**SELECTED TEXT:**
· · · ·

Every search engine starts with good intentions. You pick OpenSearch for its distributed architecture, its Lucene-powered full-text capabilities, and its RESTful API. You build your indices, tune your analyzers, and ship it to production. Then the complaints start rolling in.
- "Why does 'laptop stand' return laptop bags first?"
- "Searching for 'java developer' gives me coffee shop listings."
- "The top result for 'project manager' is a book, not a job."
You know search is broken. But how do you prove it? And more importantly, how do you measure whether you actually fixed it?
This is where the OpenSearch Search Relevance plugin comes in. It gives you a systematic way to evaluate, measure, and improve search quality. Not with gut feelings, but with metrics. Let me walk you through how I use it to turn bad search results into good ones.
The Problem: Search Quality Is Invisible Until It Breaks
Search is unique among software features. When it works, nobody notices. When it fails, it fails loudly and publicly. A user who cannot find what they want in three searches is gone. They will not file a bug report. They will just leave.
The challenge is that search quality is subjective. What is "relevant" depends on who is searching, what they want, and what your business values. Product search wants purchase intent. Job search wants skill matching. Documentation search wants precision. There is no universal "good search" - only search that meets your users' needs.
Without measurement, search tuning becomes guesswork. You tweak a boost here, add a synonym there, deploy, and hope. The OpenSearch Search Relevance plugin replaces hope with data.
What Is the Search Relevance Plugin?
The Search Relevance plugin is an official OpenSearch plugin that provides tools for evaluating and comparing search quality. It lives in the OpenSearch ecosystem alongside the core engine, security plugin, and ML plugin. If you are already running OpenSearch, adding this plugin is straightforward.
The plugin is built around a simple but powerful idea: define what good search looks like for your domain, measure your current search against that definition, test improvements, and keep only the changes that actually help.
It provides four core building blocks:
- Query Sets - Collections of representative search queries that your users actually type
- Search Configurations - Named sets of search parameters (analyzers, query types, boosts, filters)
- Experiments - Structured comparisons between two search configurations using pairwise comparison
- Judgments - Human or automated relevance ratings that ground-truth your search results
These four components work together to create a search quality evaluation pipeline. Let me show you how to build one.
Step 1: Build Your Query Set
Before you can measure search quality, you need to know what people are searching for. The query set is the foundation of everything that follows. A bad query set will give you misleading metrics. A good query set will reveal real problems.
A query set is just a list of queries that represent your actual search traffic. The key word is "representative." If 40% of your searches are for product names, 40% of your query set should be product names. If you have seasonal spikes, include queries from those periods.

· · · ·

**DATASET RECORDS:**
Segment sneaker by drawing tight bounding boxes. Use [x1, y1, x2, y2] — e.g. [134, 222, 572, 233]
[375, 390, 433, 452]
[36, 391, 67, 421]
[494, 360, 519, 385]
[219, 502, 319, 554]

· · · ·

**THINGS TO DO:**
a: Print the passage of the Search Relevance plugin article that opens with the words "A query set" and closes with "from those periods.".
b: According to the Search Relevance plugin article, what are the four core building blocks the plugin provides?
The records are separate from the Search Relevance plugin article.

**ANSWERS TO THE PROBLEMS:**
a:
A query set is just a list of queries that represent your actual search traffic. The key word is "representative." If 40% of your searches are for product names, 40% of your query set should be product names. If you have seasonal spikes, include queries from those periods.

b: Query Sets, Search Configurations, Experiments, and Judgments.